TAREA ASIGNADA A:
Indica cuántas líneas del listado contienen la palabra "hood", teniendo en cuenta mayúsculas y minúsculas. Responde únicamente con el número.

FRAGMENTO DEL DOCUMENTO:
________________________________________

De todas maneras, más allá de cualquier evidencia, el FMI vuelve a caer en sus creencias fundamentales: en las conclusiones se advierte que “los beneficios potenciales” de los cambios de asignación contable de las inversiones “quedan superados por los riesgos para la estabilidad macroeconómica y la sostenibilidad de la deuda”. En otras palabras, el pedido de los gobiernos latinoamericanos podría tener beneficios pero son mucho mayores los riesgos económicos.
Por lo tanto, las medidas concretas más evidentes a las que apunta el FMI se reducen a emprender estudios experimentales de modificación de indicadores fiscales y sus consecuencias. Brasil fue seleccionado para uno de esos proyectos pilotos donde se excluirá la inversión pública en infraestructura del cálculo de superávit primario. Sin embargo, Anne Krueger, directora gerente en funciones del FMI, advirtió que aún falta un consenso internacional sobre este asunto. Incluso recalcó que en el informe “Inversión Pública y Política Fiscal” se condicionaba la aceptación de la propuesta a que los países aseguren la factibilidad comercial de los proyectos.

________________________________________

MATERIAL PROPORCIONADO:
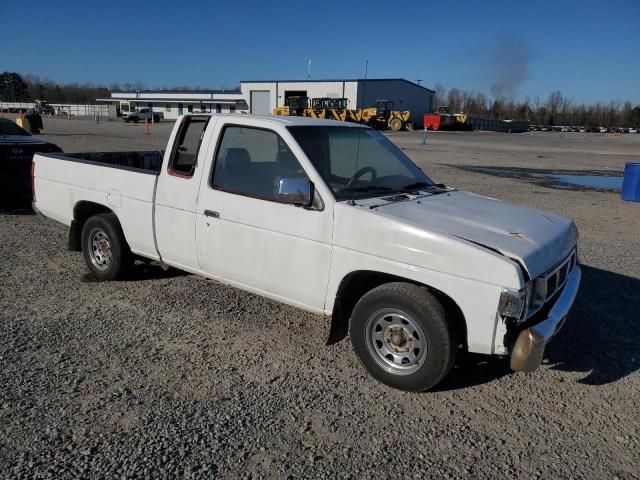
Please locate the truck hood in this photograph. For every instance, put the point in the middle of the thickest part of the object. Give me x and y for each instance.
(536, 239)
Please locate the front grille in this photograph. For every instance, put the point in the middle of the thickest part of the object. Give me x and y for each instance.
(547, 285)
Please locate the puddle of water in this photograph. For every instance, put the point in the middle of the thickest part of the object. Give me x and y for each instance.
(557, 179)
(590, 181)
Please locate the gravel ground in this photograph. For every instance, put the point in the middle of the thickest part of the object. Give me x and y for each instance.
(169, 374)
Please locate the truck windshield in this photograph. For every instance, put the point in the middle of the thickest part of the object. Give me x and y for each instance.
(359, 162)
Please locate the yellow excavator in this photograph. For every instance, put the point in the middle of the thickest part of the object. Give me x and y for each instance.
(383, 116)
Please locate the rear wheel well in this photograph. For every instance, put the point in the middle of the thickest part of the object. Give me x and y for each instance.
(356, 284)
(82, 211)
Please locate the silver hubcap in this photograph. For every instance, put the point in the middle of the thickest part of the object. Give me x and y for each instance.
(99, 249)
(396, 341)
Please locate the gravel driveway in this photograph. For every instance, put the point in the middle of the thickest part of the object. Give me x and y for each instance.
(171, 375)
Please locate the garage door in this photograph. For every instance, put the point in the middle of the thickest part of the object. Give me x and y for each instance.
(260, 102)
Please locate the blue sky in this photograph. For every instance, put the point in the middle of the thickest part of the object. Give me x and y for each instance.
(589, 50)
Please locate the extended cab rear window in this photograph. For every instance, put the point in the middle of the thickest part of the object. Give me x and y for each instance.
(185, 152)
(251, 161)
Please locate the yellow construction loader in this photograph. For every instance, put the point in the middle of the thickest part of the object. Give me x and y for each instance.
(382, 116)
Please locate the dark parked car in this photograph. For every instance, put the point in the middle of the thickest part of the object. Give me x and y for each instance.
(17, 147)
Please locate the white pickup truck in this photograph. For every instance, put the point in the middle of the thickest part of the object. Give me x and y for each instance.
(142, 114)
(334, 219)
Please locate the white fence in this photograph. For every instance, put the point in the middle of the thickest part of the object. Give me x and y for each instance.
(60, 108)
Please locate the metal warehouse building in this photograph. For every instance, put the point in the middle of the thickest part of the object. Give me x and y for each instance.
(263, 96)
(173, 104)
(260, 97)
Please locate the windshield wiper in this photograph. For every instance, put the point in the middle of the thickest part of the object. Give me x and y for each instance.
(429, 187)
(367, 189)
(416, 186)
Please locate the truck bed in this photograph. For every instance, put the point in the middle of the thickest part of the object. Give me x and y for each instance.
(150, 160)
(124, 182)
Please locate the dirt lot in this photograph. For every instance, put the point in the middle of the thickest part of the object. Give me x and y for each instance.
(168, 374)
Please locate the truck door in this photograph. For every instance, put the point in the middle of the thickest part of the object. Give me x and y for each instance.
(177, 194)
(245, 236)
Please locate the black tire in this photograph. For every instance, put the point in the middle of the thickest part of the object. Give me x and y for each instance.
(104, 247)
(409, 320)
(395, 124)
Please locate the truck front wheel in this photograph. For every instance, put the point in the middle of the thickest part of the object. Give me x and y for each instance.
(105, 250)
(400, 333)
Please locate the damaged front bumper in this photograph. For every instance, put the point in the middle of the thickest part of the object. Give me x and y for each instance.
(527, 352)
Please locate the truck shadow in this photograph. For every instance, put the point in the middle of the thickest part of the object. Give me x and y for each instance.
(141, 271)
(601, 338)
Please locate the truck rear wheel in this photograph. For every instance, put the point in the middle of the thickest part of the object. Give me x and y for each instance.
(400, 333)
(105, 250)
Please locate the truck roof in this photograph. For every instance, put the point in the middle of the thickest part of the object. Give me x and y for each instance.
(284, 120)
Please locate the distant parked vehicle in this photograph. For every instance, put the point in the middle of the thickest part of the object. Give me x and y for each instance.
(142, 114)
(43, 108)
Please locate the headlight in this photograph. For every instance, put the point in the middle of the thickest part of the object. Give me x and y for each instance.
(513, 302)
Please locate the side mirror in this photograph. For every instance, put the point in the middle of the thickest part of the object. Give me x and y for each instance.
(297, 191)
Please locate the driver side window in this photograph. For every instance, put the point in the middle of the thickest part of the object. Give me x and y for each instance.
(252, 161)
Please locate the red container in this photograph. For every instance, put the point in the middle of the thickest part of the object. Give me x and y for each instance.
(432, 122)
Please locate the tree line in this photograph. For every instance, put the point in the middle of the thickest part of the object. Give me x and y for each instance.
(555, 110)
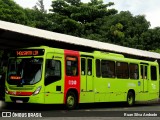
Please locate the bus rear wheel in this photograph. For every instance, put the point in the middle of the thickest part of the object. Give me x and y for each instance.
(71, 100)
(130, 98)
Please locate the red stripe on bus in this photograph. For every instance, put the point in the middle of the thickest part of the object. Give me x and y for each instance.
(71, 82)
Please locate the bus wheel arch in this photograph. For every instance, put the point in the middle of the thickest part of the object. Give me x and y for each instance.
(71, 100)
(131, 97)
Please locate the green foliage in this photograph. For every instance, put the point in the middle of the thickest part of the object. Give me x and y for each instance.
(93, 20)
(10, 11)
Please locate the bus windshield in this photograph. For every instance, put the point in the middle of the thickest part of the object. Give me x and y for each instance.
(24, 71)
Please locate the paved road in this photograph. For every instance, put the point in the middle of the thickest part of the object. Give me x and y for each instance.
(113, 111)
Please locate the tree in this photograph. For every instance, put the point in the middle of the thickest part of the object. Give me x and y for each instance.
(77, 18)
(10, 11)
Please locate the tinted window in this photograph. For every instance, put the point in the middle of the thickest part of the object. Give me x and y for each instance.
(153, 73)
(83, 63)
(71, 66)
(98, 69)
(122, 70)
(89, 70)
(108, 69)
(53, 71)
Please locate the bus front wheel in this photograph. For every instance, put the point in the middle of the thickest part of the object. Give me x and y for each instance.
(71, 100)
(130, 98)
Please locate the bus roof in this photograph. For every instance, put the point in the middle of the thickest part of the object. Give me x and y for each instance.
(48, 35)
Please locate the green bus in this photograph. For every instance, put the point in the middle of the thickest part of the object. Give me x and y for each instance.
(46, 75)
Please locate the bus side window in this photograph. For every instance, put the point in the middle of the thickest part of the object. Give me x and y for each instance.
(52, 71)
(89, 72)
(122, 70)
(153, 73)
(134, 71)
(83, 63)
(98, 68)
(71, 66)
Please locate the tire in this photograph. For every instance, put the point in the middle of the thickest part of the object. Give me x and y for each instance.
(130, 98)
(71, 100)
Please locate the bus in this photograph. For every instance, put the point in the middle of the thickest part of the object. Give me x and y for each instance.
(46, 75)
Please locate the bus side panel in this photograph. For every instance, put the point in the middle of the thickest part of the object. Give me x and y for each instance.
(54, 92)
(71, 82)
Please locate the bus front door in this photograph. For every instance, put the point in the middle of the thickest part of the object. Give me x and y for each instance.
(87, 94)
(144, 78)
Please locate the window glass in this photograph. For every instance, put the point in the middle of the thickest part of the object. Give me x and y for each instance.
(83, 63)
(153, 73)
(134, 71)
(108, 69)
(122, 70)
(98, 68)
(89, 70)
(53, 71)
(71, 66)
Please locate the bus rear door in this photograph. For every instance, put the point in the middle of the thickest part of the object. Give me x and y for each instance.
(87, 94)
(144, 79)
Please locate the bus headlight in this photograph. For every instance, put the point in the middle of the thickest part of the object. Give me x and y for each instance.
(37, 90)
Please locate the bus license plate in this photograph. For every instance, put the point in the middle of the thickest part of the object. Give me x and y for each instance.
(19, 101)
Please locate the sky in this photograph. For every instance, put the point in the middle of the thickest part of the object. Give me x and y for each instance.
(149, 8)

________________________________________

TAREA ASIGNADA B:
Transcribe palabra por palabra la parte del texto sobre el FMI comprendida entre "Por lo tanto, las" y "de los proyectos.", ambos inclusive.

RESULTADO CORRECTO A:
1

RESULTADO CORRECTO B:
Por lo tanto, las medidas concretas más evidentes a las que apunta el FMI se reducen a emprender estudios experimentales de modificación de indicadores fiscales y sus consecuencias. Brasil fue seleccionado para uno de esos proyectos pilotos donde se excluirá la inversión pública en infraestructura del cálculo de superávit primario. Sin embargo, Anne Krueger, directora gerente en funciones del FMI, advirtió que aún falta un consenso internacional sobre este asunto. Incluso recalcó que en el informe “Inversión Pública y Política Fiscal” se condicionaba la aceptación de la propuesta a que los países aseguren la factibilidad comercial de los proyectos.